◆ Tâche 1 ◆
Dupliquez à l'identique le passage du texte fourni allant de "C’est la raison" à "était quand-même attaché.".
◆ Tâche 2 ◆
Relevez, dans le texte fourni, toutes les phrases qui commencent par « C'est ».

◆ Texte fourni ◆
Il faut savoir que pour les gens tels que la boulangère, Louis XVI était vu comme un vrai dieu. Tous les royalistes avaient cette vision du roi. Mais c’est vrai que cette naissance est le résultat d’un viol. C’est vrai aussi que la boulangère a complètement délaissé son enfant. Elle s’en veut d’ailleurs car dans une séquence, elle se reproche d’avoir plus d’affection pour Louis XVII, qu’elle a élevé, que pour son propre fils.

C’est la raison de ma question. Étant donné qu’elle a été violée par le roi, il était tout à fait probable que son manque d’implication dans la vie de son fils soit la conséquence du traumatisme de ce viol. C’est quelque chose qui s’est souvent observé : des femmes rejettent l’enfant qu’elles ont eu suite à un viol. Mais dans le cas de la boulangère, on verra plus tard qu’elle y était quand-même attaché.

Je pense qu’on peut tous l’interpréter de manière différente. On peut aussi conclure que l’attachement de la boulangère au dauphin est simplement le fait qu’elle le considère d’essence divine. Elle avait beaucoup d’attachement pour la famille royale.

Comment expliquez-vous que la boulangère, qui a été la nourrice de Louis XVII, ne fasse jamais mention de son hermaphrodisme ? Ce n’est pas quelque chose de commun et elle était bien placée pour ce rendre compte de cette particularité.

◆ Enregistrements contenus dans un jeu de données ◆
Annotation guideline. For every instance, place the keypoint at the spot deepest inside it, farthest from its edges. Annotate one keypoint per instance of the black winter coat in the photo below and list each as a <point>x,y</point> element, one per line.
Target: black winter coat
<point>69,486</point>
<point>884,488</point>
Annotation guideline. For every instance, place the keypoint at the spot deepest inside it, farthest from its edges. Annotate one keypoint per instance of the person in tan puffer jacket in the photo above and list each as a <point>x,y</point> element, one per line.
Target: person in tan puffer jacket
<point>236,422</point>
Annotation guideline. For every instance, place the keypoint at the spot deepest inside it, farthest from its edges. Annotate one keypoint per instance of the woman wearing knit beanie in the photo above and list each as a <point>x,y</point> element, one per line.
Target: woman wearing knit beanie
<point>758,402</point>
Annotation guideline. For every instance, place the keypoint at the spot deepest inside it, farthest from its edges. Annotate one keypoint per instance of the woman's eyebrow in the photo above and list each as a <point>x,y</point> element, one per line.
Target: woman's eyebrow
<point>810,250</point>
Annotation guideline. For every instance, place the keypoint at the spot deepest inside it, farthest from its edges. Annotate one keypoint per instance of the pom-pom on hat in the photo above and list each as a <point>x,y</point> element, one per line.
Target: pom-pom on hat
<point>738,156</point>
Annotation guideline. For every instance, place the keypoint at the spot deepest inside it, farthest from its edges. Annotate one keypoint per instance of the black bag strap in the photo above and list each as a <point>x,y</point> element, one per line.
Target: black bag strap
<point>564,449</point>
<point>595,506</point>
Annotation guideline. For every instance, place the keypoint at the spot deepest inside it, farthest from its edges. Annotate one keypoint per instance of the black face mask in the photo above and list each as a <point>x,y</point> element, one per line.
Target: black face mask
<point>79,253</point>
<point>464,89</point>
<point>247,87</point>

◆ Réponse finale 1 ◆
C’est la raison de ma question. Étant donné qu’elle a été violée par le roi, il était tout à fait probable que son manque d’implication dans la vie de son fils soit la conséquence du traumatisme de ce viol. C’est quelque chose qui s’est souvent observé : des femmes rejettent l’enfant qu’elles ont eu suite à un viol. Mais dans le cas de la boulangère, on verra plus tard qu’elle y était quand-même attaché.

◆ Réponse finale 2 ◆
- C'est vrai aussi que la boulangère a complètement délaissé son enfant.
- C'est la raison de ma question.
- C'est quelque chose qui s'est souvent observé : des femmes rejettent l'enfant qu'elles ont eu suite à un viol.